▸ TASK STATEMENT
Reproduce the following records verbatim, the stretch from the line containing "entry: pile of rice grains" through the line containing "Trace every instance", and nothing else.

— Start of MATERIAL —

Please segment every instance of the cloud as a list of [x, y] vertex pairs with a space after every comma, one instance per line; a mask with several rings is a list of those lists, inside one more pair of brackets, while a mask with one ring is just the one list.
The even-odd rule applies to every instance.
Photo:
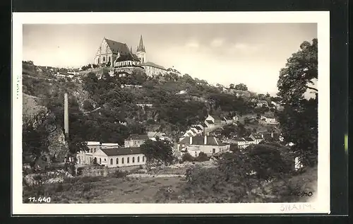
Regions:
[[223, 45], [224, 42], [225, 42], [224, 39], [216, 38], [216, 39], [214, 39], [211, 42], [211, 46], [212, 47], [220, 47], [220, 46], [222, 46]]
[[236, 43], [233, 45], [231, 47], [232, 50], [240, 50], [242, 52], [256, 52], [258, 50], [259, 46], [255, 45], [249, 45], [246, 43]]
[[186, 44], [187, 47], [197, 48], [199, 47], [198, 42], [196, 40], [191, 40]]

— End of MATERIAL —
— Start of MATERIAL —

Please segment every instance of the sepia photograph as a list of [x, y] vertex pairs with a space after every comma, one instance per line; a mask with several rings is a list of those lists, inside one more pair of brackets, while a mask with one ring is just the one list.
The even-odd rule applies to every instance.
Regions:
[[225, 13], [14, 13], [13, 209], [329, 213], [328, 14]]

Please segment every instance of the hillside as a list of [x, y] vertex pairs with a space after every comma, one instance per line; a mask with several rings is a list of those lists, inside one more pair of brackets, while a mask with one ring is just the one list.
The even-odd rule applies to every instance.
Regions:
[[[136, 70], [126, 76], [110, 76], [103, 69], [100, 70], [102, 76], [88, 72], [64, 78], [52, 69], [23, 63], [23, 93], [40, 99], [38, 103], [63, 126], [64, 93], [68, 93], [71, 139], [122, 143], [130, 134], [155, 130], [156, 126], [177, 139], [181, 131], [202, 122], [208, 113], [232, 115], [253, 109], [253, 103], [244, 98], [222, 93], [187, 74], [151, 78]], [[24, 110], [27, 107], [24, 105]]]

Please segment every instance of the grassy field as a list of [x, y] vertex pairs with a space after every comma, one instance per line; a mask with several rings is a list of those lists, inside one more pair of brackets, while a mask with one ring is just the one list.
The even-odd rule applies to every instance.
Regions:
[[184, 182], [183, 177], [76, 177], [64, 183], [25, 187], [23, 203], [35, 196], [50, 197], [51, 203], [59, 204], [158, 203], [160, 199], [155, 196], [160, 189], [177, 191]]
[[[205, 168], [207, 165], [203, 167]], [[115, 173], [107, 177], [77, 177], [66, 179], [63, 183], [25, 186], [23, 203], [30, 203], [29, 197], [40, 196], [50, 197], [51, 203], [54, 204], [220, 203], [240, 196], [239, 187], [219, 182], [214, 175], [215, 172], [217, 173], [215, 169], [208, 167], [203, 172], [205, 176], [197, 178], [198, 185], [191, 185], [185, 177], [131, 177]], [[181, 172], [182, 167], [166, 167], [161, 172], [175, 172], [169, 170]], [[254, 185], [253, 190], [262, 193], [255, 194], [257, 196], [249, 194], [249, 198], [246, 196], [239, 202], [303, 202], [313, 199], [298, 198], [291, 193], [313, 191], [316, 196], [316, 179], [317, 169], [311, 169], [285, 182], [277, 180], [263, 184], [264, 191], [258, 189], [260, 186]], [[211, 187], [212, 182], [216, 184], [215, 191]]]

— End of MATERIAL —
— Start of MATERIAL —

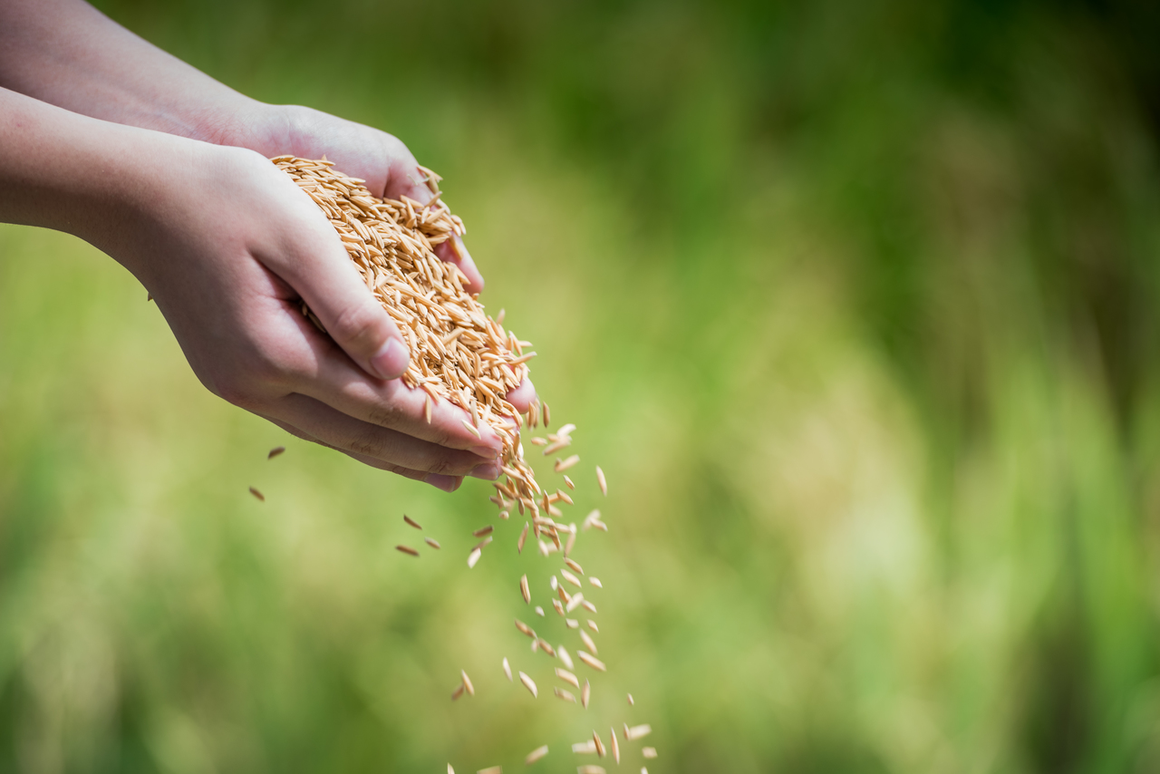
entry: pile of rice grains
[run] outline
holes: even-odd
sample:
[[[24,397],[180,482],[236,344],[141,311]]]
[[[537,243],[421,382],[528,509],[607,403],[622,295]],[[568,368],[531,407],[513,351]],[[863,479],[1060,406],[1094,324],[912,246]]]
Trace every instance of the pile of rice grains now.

— End of MATERIAL —

▸ REPLY TO THE TASK
entry: pile of rice grains
[run] outline
holes: even-odd
sample:
[[[24,397],[180,482],[236,344],[141,311]]]
[[[537,243],[421,382],[528,509],[607,403],[622,295]],[[568,368],[531,407],[513,351]],[[863,479],[1060,406],[1094,324],[912,246]]]
Trace every instance of the pile of rice grains now.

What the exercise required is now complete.